━━━ RECORD EXCERPTS

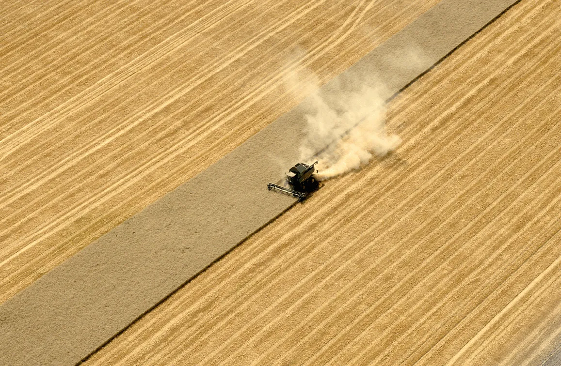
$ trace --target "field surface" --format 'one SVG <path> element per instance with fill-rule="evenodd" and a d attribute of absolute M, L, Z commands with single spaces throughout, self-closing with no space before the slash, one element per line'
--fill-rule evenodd
<path fill-rule="evenodd" d="M 436 3 L 12 1 L 0 14 L 0 303 Z M 305 51 L 305 53 L 304 53 Z"/>
<path fill-rule="evenodd" d="M 0 303 L 295 105 L 291 70 L 324 82 L 437 2 L 5 2 Z M 391 102 L 397 152 L 85 363 L 537 362 L 561 330 L 560 12 L 511 8 Z"/>
<path fill-rule="evenodd" d="M 327 183 L 86 364 L 524 364 L 561 314 L 561 11 L 522 1 Z"/>

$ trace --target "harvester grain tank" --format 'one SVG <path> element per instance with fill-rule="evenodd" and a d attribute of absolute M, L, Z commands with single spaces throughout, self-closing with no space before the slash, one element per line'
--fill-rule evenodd
<path fill-rule="evenodd" d="M 269 183 L 267 188 L 304 200 L 308 193 L 318 188 L 318 182 L 314 178 L 316 164 L 317 161 L 310 165 L 298 163 L 290 168 L 286 179 L 289 188 Z"/>

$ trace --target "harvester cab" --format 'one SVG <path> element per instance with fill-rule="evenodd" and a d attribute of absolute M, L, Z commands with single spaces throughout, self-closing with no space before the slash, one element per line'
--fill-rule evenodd
<path fill-rule="evenodd" d="M 288 196 L 304 200 L 307 194 L 319 187 L 319 183 L 314 178 L 315 165 L 317 161 L 308 165 L 298 163 L 290 168 L 287 175 L 287 183 L 289 187 L 283 187 L 273 183 L 267 184 L 269 191 L 276 191 Z"/>

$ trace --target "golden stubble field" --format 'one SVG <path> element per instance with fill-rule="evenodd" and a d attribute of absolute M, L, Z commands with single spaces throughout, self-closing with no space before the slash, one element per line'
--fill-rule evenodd
<path fill-rule="evenodd" d="M 561 21 L 522 1 L 327 183 L 86 364 L 532 364 L 561 315 Z"/>
<path fill-rule="evenodd" d="M 0 302 L 296 105 L 291 68 L 324 82 L 437 2 L 6 2 Z M 86 363 L 538 359 L 561 329 L 560 10 L 513 7 L 391 102 L 396 153 Z"/>
<path fill-rule="evenodd" d="M 296 105 L 291 70 L 325 82 L 437 2 L 3 4 L 0 303 Z"/>

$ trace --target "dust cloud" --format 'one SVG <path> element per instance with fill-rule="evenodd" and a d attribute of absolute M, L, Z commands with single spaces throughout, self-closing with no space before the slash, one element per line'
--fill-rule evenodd
<path fill-rule="evenodd" d="M 309 95 L 312 112 L 305 115 L 300 160 L 319 160 L 318 180 L 359 169 L 373 156 L 383 156 L 401 144 L 398 136 L 386 131 L 383 85 L 352 92 L 337 86 L 322 91 L 315 75 L 301 71 L 293 73 L 288 82 L 291 90 Z"/>

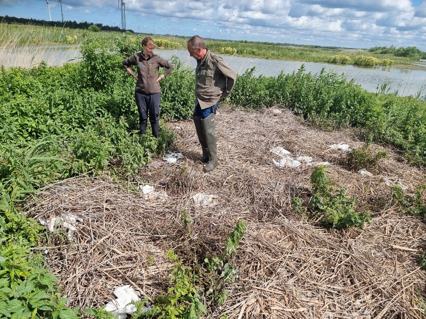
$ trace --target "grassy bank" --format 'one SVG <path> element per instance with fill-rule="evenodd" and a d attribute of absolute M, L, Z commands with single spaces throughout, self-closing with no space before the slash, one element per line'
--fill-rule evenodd
<path fill-rule="evenodd" d="M 113 41 L 122 38 L 124 33 L 118 32 L 94 32 L 56 27 L 36 27 L 28 25 L 10 25 L 0 24 L 0 43 L 2 48 L 17 45 L 47 45 L 79 44 L 88 37 L 99 40 Z M 140 43 L 145 35 L 130 32 L 125 36 Z M 153 36 L 157 45 L 164 49 L 185 49 L 187 38 L 179 36 Z M 247 41 L 206 41 L 208 48 L 213 52 L 237 54 L 242 56 L 258 57 L 266 59 L 293 60 L 309 62 L 323 62 L 361 65 L 390 65 L 404 64 L 418 61 L 426 56 L 416 48 L 383 48 L 346 49 L 316 48 L 312 45 L 295 45 L 288 43 L 250 42 Z M 385 50 L 387 49 L 388 50 Z M 3 53 L 7 52 L 3 49 Z M 2 53 L 0 51 L 0 53 Z"/>
<path fill-rule="evenodd" d="M 133 180 L 152 155 L 162 153 L 173 141 L 164 126 L 158 140 L 135 134 L 135 82 L 121 62 L 139 50 L 132 37 L 114 42 L 88 37 L 81 43 L 82 62 L 0 69 L 0 249 L 2 269 L 10 270 L 0 275 L 6 291 L 0 295 L 3 309 L 15 307 L 22 317 L 76 315 L 64 306 L 54 278 L 40 270 L 42 256 L 30 253 L 42 233 L 25 216 L 29 194 L 80 173 L 106 171 L 117 180 Z M 173 62 L 175 71 L 161 83 L 162 121 L 188 119 L 193 108 L 193 71 Z M 227 102 L 246 109 L 288 108 L 330 130 L 356 127 L 366 140 L 394 145 L 412 163 L 426 165 L 424 97 L 369 93 L 342 76 L 312 75 L 303 68 L 278 77 L 252 74 L 238 76 Z M 16 263 L 25 271 L 15 276 Z M 36 279 L 34 269 L 41 272 Z M 18 295 L 16 290 L 26 286 L 31 289 Z M 31 299 L 39 292 L 38 299 Z M 63 316 L 57 314 L 61 311 Z M 2 314 L 11 316 L 10 311 Z"/>

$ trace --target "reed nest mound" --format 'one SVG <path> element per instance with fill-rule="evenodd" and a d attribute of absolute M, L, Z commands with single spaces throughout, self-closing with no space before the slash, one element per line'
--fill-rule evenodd
<path fill-rule="evenodd" d="M 426 291 L 426 271 L 417 260 L 426 250 L 426 225 L 398 212 L 384 181 L 413 191 L 425 183 L 425 170 L 410 166 L 391 148 L 375 146 L 388 156 L 372 175 L 362 175 L 345 167 L 344 153 L 330 147 L 361 146 L 352 131 L 318 130 L 287 110 L 220 112 L 219 165 L 210 173 L 196 162 L 201 148 L 193 122 L 168 123 L 178 134 L 173 150 L 183 158 L 175 163 L 155 158 L 138 183 L 129 182 L 153 186 L 155 195 L 106 177 L 83 176 L 46 187 L 31 205 L 37 220 L 69 213 L 80 219 L 72 241 L 52 235 L 40 248 L 70 305 L 102 306 L 115 299 L 115 287 L 127 284 L 151 301 L 166 289 L 173 265 L 165 251 L 173 249 L 188 263 L 191 252 L 219 256 L 243 219 L 247 229 L 230 261 L 238 278 L 209 317 L 422 317 L 419 292 Z M 295 214 L 290 202 L 310 197 L 314 167 L 276 166 L 270 149 L 278 146 L 329 162 L 330 178 L 356 197 L 357 211 L 371 212 L 371 222 L 337 230 Z M 214 200 L 197 204 L 198 193 Z M 181 221 L 184 210 L 190 236 Z"/>

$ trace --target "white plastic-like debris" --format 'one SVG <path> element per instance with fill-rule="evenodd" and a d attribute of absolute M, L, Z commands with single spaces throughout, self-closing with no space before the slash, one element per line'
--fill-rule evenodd
<path fill-rule="evenodd" d="M 329 147 L 333 149 L 343 151 L 344 152 L 350 152 L 352 150 L 351 147 L 348 144 L 331 144 L 329 146 Z"/>
<path fill-rule="evenodd" d="M 291 157 L 282 157 L 279 161 L 277 162 L 272 159 L 272 162 L 279 167 L 297 167 L 302 165 L 302 163 L 297 160 L 293 160 Z"/>
<path fill-rule="evenodd" d="M 139 186 L 139 188 L 143 194 L 143 198 L 148 201 L 167 201 L 168 196 L 165 192 L 156 191 L 152 185 L 146 184 Z"/>
<path fill-rule="evenodd" d="M 149 194 L 154 191 L 154 186 L 152 185 L 139 185 L 139 188 L 143 194 Z"/>
<path fill-rule="evenodd" d="M 307 166 L 330 165 L 328 162 L 312 162 L 312 158 L 308 156 L 299 156 L 294 158 L 290 152 L 280 146 L 274 147 L 269 150 L 271 153 L 281 157 L 279 161 L 272 159 L 273 164 L 279 167 L 297 167 L 302 165 L 302 163 L 304 163 Z"/>
<path fill-rule="evenodd" d="M 53 232 L 55 226 L 61 225 L 68 230 L 68 240 L 71 241 L 74 231 L 77 230 L 75 227 L 77 221 L 83 221 L 83 220 L 72 214 L 62 214 L 60 217 L 55 216 L 50 220 L 49 230 Z"/>
<path fill-rule="evenodd" d="M 303 162 L 305 163 L 310 163 L 312 161 L 312 158 L 311 156 L 297 156 L 296 160 L 300 162 Z"/>
<path fill-rule="evenodd" d="M 361 175 L 365 175 L 366 176 L 373 176 L 373 174 L 371 173 L 364 168 L 358 171 L 358 173 L 360 174 Z"/>
<path fill-rule="evenodd" d="M 328 166 L 329 165 L 328 162 L 309 162 L 306 163 L 307 166 Z"/>
<path fill-rule="evenodd" d="M 172 153 L 171 152 L 163 157 L 163 160 L 167 163 L 176 163 L 179 158 L 183 157 L 183 155 L 182 153 Z"/>
<path fill-rule="evenodd" d="M 205 195 L 202 193 L 197 193 L 193 196 L 196 206 L 213 207 L 218 204 L 216 198 L 218 196 L 214 195 Z"/>
<path fill-rule="evenodd" d="M 273 153 L 275 155 L 278 155 L 278 156 L 280 156 L 281 157 L 283 157 L 286 155 L 289 155 L 291 154 L 291 153 L 287 151 L 286 149 L 281 147 L 281 146 L 274 147 L 273 148 L 271 148 L 269 150 L 271 151 L 271 153 Z"/>
<path fill-rule="evenodd" d="M 105 305 L 105 310 L 116 315 L 119 319 L 126 319 L 127 314 L 132 314 L 137 310 L 132 302 L 139 301 L 140 299 L 130 285 L 116 288 L 114 294 L 117 299 Z"/>
<path fill-rule="evenodd" d="M 381 180 L 385 182 L 385 184 L 390 187 L 393 187 L 394 186 L 399 186 L 401 189 L 407 190 L 408 188 L 403 185 L 402 183 L 399 180 L 399 178 L 392 178 L 392 177 L 382 177 Z"/>

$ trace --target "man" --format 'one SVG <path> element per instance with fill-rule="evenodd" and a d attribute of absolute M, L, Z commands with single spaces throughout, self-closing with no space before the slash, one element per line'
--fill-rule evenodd
<path fill-rule="evenodd" d="M 189 55 L 197 60 L 195 69 L 195 108 L 193 119 L 203 149 L 199 162 L 206 164 L 204 172 L 218 165 L 215 115 L 219 99 L 226 98 L 233 87 L 237 74 L 223 59 L 205 47 L 204 40 L 195 35 L 187 42 Z"/>

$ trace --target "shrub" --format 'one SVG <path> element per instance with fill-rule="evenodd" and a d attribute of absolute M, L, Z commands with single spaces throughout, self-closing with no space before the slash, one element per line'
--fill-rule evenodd
<path fill-rule="evenodd" d="M 75 44 L 77 43 L 77 35 L 74 35 L 73 36 L 67 35 L 66 38 L 66 41 L 68 44 Z"/>
<path fill-rule="evenodd" d="M 392 202 L 403 214 L 426 217 L 426 204 L 423 199 L 425 191 L 426 184 L 421 184 L 411 195 L 404 194 L 402 189 L 395 185 L 392 188 Z"/>
<path fill-rule="evenodd" d="M 358 171 L 361 169 L 367 170 L 376 168 L 380 158 L 387 157 L 388 154 L 382 151 L 376 151 L 369 143 L 366 142 L 360 148 L 354 148 L 348 153 L 347 164 L 349 169 Z"/>
<path fill-rule="evenodd" d="M 91 26 L 89 26 L 88 30 L 89 31 L 92 31 L 92 32 L 99 32 L 100 31 L 100 28 L 97 26 L 92 25 Z"/>
<path fill-rule="evenodd" d="M 308 209 L 310 214 L 320 217 L 322 222 L 334 228 L 361 227 L 364 222 L 369 222 L 368 213 L 357 213 L 354 211 L 355 198 L 346 196 L 343 187 L 335 188 L 326 173 L 325 167 L 316 167 L 311 174 L 313 195 L 309 200 Z M 299 214 L 303 213 L 301 200 L 293 199 L 292 207 Z"/>
<path fill-rule="evenodd" d="M 226 54 L 233 54 L 237 52 L 237 49 L 235 48 L 230 48 L 229 47 L 222 47 L 220 49 L 221 53 L 224 53 Z"/>
<path fill-rule="evenodd" d="M 380 60 L 371 55 L 357 55 L 355 57 L 354 64 L 358 65 L 373 66 L 380 64 Z"/>
<path fill-rule="evenodd" d="M 337 64 L 346 64 L 351 60 L 349 56 L 346 54 L 337 54 L 330 57 L 328 60 L 329 63 L 336 63 Z"/>

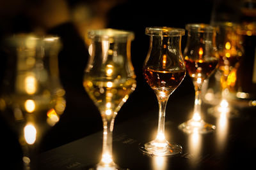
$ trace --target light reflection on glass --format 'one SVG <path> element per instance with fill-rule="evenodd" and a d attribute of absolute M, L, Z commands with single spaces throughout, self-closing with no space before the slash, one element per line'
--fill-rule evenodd
<path fill-rule="evenodd" d="M 107 40 L 102 40 L 102 62 L 104 63 L 106 62 L 107 58 L 108 58 L 108 51 L 109 49 L 109 41 Z"/>
<path fill-rule="evenodd" d="M 36 139 L 36 129 L 31 124 L 28 124 L 24 128 L 26 142 L 29 145 L 34 144 Z"/>
<path fill-rule="evenodd" d="M 196 128 L 193 129 L 193 132 L 188 137 L 188 149 L 191 154 L 190 164 L 191 166 L 196 166 L 199 161 L 202 148 L 202 135 Z"/>
<path fill-rule="evenodd" d="M 36 104 L 33 100 L 26 100 L 25 101 L 25 109 L 28 113 L 32 113 L 35 111 Z"/>
<path fill-rule="evenodd" d="M 28 94 L 33 94 L 36 91 L 36 80 L 34 76 L 25 78 L 25 90 Z"/>
<path fill-rule="evenodd" d="M 59 115 L 56 113 L 54 109 L 51 109 L 47 112 L 47 124 L 51 126 L 54 126 L 56 123 L 59 122 L 60 117 Z"/>
<path fill-rule="evenodd" d="M 222 104 L 222 111 L 220 112 L 220 117 L 217 119 L 218 128 L 216 129 L 216 143 L 218 144 L 218 150 L 221 152 L 225 148 L 227 135 L 228 132 L 228 114 L 229 111 L 227 111 L 227 105 Z"/>
<path fill-rule="evenodd" d="M 152 167 L 154 170 L 166 169 L 166 157 L 154 156 L 152 159 Z"/>

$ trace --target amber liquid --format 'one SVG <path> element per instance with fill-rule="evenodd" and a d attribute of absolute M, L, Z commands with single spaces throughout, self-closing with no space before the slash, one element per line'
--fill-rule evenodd
<path fill-rule="evenodd" d="M 146 67 L 144 77 L 153 90 L 173 91 L 181 83 L 186 74 L 185 69 L 160 71 Z"/>
<path fill-rule="evenodd" d="M 185 59 L 185 63 L 188 74 L 194 81 L 196 81 L 198 78 L 201 78 L 202 80 L 204 80 L 215 69 L 218 59 L 209 60 Z"/>
<path fill-rule="evenodd" d="M 102 115 L 116 114 L 129 95 L 135 90 L 134 78 L 111 81 L 87 78 L 83 83 L 86 91 Z"/>

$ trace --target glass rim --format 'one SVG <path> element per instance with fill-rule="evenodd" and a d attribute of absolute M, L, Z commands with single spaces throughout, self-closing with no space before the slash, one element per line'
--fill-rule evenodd
<path fill-rule="evenodd" d="M 129 38 L 131 39 L 134 38 L 134 33 L 132 31 L 125 31 L 122 29 L 116 29 L 111 28 L 100 29 L 89 29 L 87 31 L 88 37 L 93 39 L 95 37 L 102 38 Z"/>
<path fill-rule="evenodd" d="M 38 35 L 36 34 L 31 33 L 17 33 L 13 34 L 11 36 L 6 37 L 7 39 L 22 39 L 28 38 L 31 39 L 42 39 L 44 41 L 53 41 L 59 39 L 60 37 L 54 34 L 45 34 L 45 35 Z"/>
<path fill-rule="evenodd" d="M 216 31 L 216 27 L 210 24 L 204 23 L 188 24 L 186 25 L 186 30 L 199 32 L 214 32 Z"/>
<path fill-rule="evenodd" d="M 185 29 L 168 27 L 146 27 L 145 34 L 148 36 L 181 36 L 185 35 Z"/>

━━━━━━

Can you return the listing character for character, beginning at its first line and stopping after the line that contains "269 183 L 267", with the pictures left out?

$ trace --target "field surface" --format 'one SVG <path> element per instance with fill-rule="evenodd" and a d attribute of absolute M, L, Z commands with single spaces throughout, self-closing with no space before the slash, one element per line'
--fill-rule evenodd
<path fill-rule="evenodd" d="M 436 3 L 12 1 L 0 14 L 0 303 Z M 305 51 L 305 53 L 304 53 Z"/>
<path fill-rule="evenodd" d="M 0 303 L 295 105 L 291 70 L 324 82 L 437 2 L 5 2 Z M 391 102 L 397 152 L 85 363 L 537 362 L 561 330 L 560 12 L 511 8 Z"/>
<path fill-rule="evenodd" d="M 327 183 L 86 364 L 524 364 L 561 314 L 561 11 L 522 1 Z"/>

$ trace --target "harvester grain tank" --format 'one SVG <path> element per instance with fill-rule="evenodd" and a d attribute of absolute M, L, Z commands with single spaces throughout, self-closing with no space before the slash, one element per line'
--fill-rule evenodd
<path fill-rule="evenodd" d="M 269 183 L 267 188 L 304 200 L 308 193 L 318 188 L 318 182 L 314 178 L 316 164 L 317 161 L 310 165 L 298 163 L 290 168 L 286 179 L 289 188 Z"/>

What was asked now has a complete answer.